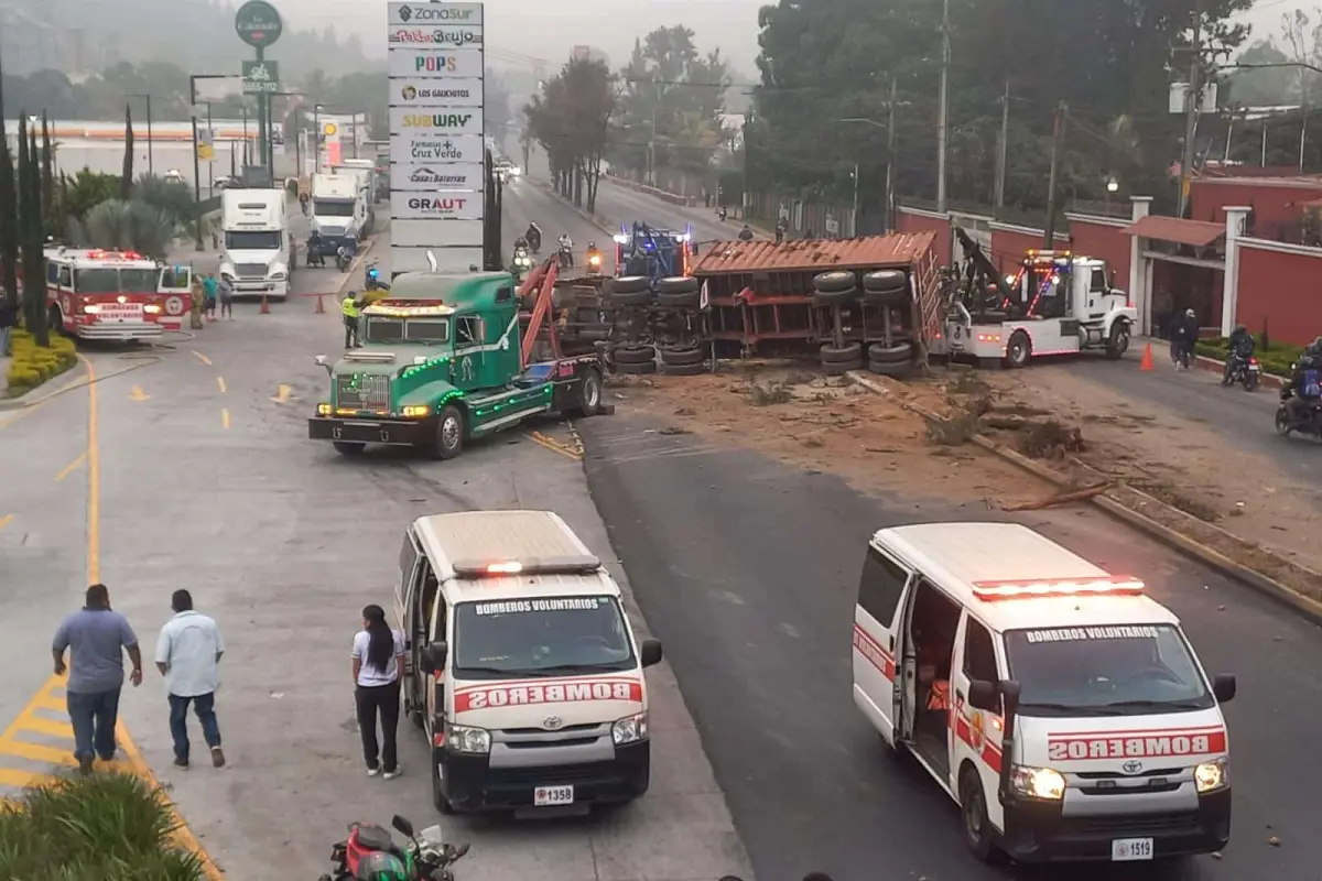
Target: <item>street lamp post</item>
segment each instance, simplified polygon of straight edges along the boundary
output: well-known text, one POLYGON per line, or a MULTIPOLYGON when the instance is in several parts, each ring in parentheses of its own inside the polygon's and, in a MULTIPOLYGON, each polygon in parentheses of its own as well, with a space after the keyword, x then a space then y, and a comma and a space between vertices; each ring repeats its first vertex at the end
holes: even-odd
POLYGON ((156 174, 156 162, 153 159, 155 151, 152 149, 152 96, 147 92, 134 92, 127 95, 127 98, 141 98, 147 102, 147 173, 156 174))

_SET TASK_: Print all of the material above line for line, unchanged, but leave out the pictures.

_EXERCISE ANSWER_:
Target: <item>street lamp post</item>
segment each instance, simplified polygon of straight edges along the boundary
output: well-known text, one POLYGON per line, or a MULTIPOLYGON when the instance is in several parts, each ring in parentheses of its own inside the polygon's and, in a MULTIPOLYGON, each polygon in parentheses of its own as well, with a space after the keyword, x then a space then y, and a comma and a space between vertices; each ring repeats its first vertex at the end
holes: even-odd
POLYGON ((156 174, 156 162, 153 159, 155 151, 152 149, 152 96, 147 92, 134 92, 127 95, 127 98, 141 98, 147 102, 147 173, 156 174))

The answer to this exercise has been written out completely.